Stored data:

┌──

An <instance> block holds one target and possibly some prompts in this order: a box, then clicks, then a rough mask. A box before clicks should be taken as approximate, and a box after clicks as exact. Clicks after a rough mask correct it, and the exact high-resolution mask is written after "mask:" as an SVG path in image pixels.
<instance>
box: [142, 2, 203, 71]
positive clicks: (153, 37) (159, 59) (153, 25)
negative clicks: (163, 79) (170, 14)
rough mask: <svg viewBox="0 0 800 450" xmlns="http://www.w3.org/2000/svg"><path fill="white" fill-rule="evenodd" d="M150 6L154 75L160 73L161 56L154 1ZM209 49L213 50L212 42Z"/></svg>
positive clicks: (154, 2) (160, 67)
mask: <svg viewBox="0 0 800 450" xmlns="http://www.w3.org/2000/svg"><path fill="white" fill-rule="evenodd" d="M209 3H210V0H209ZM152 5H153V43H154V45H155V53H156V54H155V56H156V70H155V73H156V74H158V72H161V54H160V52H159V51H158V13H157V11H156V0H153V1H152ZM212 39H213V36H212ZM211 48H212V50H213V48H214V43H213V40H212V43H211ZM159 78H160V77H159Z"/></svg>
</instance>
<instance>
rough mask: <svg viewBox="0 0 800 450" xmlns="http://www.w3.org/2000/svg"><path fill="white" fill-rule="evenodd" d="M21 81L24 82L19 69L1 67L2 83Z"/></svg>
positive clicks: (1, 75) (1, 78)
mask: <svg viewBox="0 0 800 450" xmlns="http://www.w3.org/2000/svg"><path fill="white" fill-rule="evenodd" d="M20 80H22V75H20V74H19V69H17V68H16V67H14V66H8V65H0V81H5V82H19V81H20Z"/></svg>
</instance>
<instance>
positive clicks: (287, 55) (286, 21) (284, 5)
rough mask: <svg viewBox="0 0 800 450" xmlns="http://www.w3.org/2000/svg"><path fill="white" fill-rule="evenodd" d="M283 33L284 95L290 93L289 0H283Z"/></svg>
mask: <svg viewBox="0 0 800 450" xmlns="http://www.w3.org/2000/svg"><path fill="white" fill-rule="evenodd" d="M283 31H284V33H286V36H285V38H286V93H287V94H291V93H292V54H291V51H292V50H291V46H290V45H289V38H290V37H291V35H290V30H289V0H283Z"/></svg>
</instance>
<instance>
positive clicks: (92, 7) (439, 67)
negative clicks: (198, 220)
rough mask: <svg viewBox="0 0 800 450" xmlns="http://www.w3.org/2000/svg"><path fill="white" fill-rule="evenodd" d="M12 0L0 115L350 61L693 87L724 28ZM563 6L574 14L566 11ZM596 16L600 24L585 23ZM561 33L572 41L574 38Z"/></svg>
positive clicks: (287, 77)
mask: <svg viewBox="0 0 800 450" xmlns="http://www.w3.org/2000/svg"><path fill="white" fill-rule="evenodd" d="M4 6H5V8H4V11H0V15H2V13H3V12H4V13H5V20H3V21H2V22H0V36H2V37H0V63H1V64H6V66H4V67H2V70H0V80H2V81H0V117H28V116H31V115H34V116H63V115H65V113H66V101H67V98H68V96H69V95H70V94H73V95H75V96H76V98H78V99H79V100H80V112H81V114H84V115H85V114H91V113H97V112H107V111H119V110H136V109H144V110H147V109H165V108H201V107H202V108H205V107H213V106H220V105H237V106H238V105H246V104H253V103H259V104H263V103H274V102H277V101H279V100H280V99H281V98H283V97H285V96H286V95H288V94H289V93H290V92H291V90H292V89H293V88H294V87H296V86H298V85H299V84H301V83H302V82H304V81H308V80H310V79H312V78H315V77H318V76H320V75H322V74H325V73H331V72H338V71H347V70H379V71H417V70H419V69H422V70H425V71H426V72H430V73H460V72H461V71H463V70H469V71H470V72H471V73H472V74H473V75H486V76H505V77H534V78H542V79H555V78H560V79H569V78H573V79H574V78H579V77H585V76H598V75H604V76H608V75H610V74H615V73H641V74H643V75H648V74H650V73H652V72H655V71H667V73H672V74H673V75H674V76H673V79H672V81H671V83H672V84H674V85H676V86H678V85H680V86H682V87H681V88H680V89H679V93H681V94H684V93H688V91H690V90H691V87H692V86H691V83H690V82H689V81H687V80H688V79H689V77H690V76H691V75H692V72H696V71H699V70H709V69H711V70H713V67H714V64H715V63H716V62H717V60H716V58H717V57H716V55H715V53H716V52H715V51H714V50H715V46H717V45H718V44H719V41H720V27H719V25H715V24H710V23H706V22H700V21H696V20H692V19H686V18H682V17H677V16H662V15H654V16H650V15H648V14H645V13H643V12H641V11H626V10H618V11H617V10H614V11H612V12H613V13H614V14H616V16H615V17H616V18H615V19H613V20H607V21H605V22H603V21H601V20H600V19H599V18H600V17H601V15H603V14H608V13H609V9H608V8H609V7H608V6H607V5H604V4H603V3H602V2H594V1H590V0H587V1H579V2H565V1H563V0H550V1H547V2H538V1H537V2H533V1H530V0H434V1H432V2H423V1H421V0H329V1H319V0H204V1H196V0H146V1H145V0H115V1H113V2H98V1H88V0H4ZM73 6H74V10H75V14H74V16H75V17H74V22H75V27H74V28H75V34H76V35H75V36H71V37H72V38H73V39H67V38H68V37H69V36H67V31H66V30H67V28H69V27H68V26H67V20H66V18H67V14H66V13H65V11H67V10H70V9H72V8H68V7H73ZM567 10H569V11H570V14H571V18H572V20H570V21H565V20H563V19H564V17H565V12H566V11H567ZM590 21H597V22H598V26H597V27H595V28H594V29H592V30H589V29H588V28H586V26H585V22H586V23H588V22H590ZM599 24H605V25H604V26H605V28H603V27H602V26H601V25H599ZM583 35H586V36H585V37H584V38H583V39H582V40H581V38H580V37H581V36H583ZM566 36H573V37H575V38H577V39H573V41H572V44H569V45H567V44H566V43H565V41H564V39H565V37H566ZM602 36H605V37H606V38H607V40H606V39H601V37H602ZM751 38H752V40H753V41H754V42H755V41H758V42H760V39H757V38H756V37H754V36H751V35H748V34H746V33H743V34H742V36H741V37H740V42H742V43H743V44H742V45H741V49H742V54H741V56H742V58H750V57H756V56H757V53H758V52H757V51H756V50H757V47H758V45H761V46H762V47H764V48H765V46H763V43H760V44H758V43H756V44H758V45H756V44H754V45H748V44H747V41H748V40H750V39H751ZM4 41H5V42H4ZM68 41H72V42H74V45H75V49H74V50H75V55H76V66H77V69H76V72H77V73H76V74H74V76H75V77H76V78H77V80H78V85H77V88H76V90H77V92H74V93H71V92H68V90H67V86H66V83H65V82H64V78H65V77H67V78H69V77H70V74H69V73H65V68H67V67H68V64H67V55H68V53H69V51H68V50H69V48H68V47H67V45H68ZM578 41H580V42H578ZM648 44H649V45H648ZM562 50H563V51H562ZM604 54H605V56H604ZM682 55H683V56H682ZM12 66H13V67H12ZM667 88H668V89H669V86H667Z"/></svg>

└──

Task item :: Report each line in the items above that contains the string "positive", copying every such line in full.

Exercise response ::
positive clicks: (153, 37) (159, 59) (153, 25)
positive clicks: (154, 2) (160, 67)
positive clicks: (1, 75) (1, 78)
positive clicks: (287, 55) (286, 21) (284, 5)
positive clicks: (92, 7) (439, 67)
positive clicks: (287, 77)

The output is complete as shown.